1. The Services Business

    With the purchase of RMC in 1984, Canberra inherited several business activities including an Ecological Group (Icthyological  studies), the Emergency Medical Assistance Program (EMAP) headed by Dr. Roger Linnemann, and the Consulting and Technical services Business headed by Frazier Bronson. The latter provided mobile laboratory services, whole body counting (WBC) services, decommissioning and decontamination (D&D) services, and radiation safety services.  The first two businesses were sold off within a few years but the last became the nucleus of the Canberra Services Business than grew substantially over the next few years. Lee Booth, who was Frazier’s right hand man, was active in this business long after Frazier came to Meriden as a product developer.

    By the mid-1990s the company was heavily engaged in characterization studies at several sites including Rocky Flatts, Oak Ridge, Hanford, and Idaho Falls, and Los Alamos. Mobile laboratories were used at Rocky Flatts to characterize bulk shipments of waste before shipment to the Waste Isolation Pilot Plant (WIPP) in Carlsbad New Mexico. So called “dirt counters”, conveyer systems developed by Canberra, were used at contaminated sites in West Chicago and elsewhere. ISOCS, the In Situ measurement tool developed by Canberra, was used extensively in the field. It became routine to mix (plow) contaminated ground to disperse hot spots and thus meet criteria for maximum allowable activity.

    John Tamburro was involved in managing these activities and Linda Ostrowski, who had been our mid-Atlantic sales engineer, moved to Oak Ridge took over the US Services Business when we had some 25 people on the ground there.  Bruce Gillespie, who helped develop some of Canberra’s early waste assay systems, moved to the Pacific Northwest and managed a small group there providing services at Hanford and Idaho Falls.

    This chapter of the History of Canberra is woefully incomplete because I failed to find help in writing it and I do not know enough about it to do a credible job. Help, anyone?

* [EXERCISE REQUIREMENTS] Duplicate the passage from the history of Canberra's services business that opens with the words "John Tamburro was" and closes with "job. Help, anyone?".

* [INFORMATION PROVIDED]
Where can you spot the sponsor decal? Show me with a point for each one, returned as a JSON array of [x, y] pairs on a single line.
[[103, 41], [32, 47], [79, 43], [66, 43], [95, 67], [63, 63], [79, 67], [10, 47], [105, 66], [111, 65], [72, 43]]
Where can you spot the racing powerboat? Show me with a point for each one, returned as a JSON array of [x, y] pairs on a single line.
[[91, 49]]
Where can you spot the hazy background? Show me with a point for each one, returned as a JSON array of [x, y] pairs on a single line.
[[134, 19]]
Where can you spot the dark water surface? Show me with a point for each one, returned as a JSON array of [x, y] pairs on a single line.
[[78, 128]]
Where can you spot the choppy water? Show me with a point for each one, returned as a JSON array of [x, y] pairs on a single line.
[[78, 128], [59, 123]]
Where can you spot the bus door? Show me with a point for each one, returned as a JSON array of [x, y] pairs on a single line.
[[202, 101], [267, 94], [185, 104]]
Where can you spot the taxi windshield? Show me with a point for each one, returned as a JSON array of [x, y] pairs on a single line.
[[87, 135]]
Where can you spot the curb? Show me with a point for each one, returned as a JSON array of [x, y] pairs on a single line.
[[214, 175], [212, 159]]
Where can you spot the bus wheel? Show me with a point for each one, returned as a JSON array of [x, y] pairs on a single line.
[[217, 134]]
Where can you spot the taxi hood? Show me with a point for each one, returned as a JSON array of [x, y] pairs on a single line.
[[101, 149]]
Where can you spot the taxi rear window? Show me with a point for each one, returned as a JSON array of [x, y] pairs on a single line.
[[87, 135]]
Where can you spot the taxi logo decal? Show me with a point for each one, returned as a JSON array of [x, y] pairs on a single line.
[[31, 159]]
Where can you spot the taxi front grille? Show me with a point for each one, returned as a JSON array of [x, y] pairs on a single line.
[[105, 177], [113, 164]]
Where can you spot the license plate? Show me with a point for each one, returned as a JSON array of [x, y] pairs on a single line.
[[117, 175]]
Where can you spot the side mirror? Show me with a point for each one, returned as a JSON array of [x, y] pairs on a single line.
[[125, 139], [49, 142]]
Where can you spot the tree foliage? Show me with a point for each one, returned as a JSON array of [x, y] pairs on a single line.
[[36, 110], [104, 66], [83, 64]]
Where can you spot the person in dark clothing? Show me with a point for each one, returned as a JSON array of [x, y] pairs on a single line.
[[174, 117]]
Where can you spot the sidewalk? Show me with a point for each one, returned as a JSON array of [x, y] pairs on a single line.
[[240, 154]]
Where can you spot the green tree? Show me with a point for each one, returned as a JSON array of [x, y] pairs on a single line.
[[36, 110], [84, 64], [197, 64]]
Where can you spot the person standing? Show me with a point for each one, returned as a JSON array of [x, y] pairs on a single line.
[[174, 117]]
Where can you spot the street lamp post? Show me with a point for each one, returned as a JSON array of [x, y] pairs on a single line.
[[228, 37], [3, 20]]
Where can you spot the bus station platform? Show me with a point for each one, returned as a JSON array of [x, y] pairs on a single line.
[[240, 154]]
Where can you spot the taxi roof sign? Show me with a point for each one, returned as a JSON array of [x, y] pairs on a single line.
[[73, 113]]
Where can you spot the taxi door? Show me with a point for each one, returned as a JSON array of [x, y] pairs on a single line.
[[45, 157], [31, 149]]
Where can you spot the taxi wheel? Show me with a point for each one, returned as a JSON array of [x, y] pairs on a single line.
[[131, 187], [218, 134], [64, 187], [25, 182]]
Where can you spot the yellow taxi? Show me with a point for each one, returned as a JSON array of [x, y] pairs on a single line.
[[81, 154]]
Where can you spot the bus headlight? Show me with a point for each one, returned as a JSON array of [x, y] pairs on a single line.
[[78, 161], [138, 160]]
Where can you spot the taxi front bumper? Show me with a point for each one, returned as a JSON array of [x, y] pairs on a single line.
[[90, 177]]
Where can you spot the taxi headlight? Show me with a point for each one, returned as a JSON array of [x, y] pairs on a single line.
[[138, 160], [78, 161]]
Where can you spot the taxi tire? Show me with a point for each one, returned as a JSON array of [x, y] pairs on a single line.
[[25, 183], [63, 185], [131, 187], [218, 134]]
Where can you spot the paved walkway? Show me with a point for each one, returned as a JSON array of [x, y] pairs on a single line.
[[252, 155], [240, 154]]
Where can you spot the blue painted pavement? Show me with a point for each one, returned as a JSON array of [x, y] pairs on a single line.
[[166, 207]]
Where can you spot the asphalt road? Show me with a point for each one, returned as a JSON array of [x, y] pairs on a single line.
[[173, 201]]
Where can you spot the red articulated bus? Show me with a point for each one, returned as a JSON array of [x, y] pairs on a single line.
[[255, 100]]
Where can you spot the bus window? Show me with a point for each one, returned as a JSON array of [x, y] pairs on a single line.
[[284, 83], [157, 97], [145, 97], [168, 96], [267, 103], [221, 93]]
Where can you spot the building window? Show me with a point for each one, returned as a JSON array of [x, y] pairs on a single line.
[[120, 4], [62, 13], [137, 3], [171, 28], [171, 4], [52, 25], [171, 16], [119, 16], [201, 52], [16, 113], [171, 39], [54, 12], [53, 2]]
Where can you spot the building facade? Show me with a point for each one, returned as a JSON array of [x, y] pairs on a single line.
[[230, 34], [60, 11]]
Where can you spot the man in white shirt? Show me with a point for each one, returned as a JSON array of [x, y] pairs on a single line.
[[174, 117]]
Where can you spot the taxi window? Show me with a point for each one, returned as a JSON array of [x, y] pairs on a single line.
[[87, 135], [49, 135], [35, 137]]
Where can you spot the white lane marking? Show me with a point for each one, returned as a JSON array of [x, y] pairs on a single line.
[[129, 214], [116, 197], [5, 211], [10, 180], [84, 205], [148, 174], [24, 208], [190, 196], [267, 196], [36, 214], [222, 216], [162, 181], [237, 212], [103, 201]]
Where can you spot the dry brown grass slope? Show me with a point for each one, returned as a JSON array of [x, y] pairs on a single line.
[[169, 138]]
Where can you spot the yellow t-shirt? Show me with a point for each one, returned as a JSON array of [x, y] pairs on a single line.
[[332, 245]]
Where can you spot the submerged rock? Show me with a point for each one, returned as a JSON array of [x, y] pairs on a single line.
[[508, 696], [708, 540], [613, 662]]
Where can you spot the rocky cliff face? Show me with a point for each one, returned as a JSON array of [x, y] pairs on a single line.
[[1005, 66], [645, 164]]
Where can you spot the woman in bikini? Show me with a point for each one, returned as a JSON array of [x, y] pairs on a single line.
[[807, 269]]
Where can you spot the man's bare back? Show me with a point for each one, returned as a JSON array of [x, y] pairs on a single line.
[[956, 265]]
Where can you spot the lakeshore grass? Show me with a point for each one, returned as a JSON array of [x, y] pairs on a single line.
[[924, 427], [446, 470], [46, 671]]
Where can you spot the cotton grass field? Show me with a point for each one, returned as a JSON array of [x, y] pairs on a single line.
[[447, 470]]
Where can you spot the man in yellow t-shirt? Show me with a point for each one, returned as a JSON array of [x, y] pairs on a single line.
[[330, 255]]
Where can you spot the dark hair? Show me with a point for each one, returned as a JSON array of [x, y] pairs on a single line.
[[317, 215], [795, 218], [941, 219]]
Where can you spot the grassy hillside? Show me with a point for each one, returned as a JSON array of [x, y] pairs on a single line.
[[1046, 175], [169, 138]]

* [EXERCISE OUTPUT]
John Tamburro was involved in managing these activities and Linda Ostrowski, who had been our mid-Atlantic sales engineer, moved to Oak Ridge took over the US Services Business when we had some 25 people on the ground there.  Bruce Gillespie, who helped develop some of Canberra’s early waste assay systems, moved to the Pacific Northwest and managed a small group there providing services at Hanford and Idaho Falls.

    This chapter of the History of Canberra is woefully incomplete because I failed to find help in writing it and I do not know enough about it to do a credible job. Help, anyone?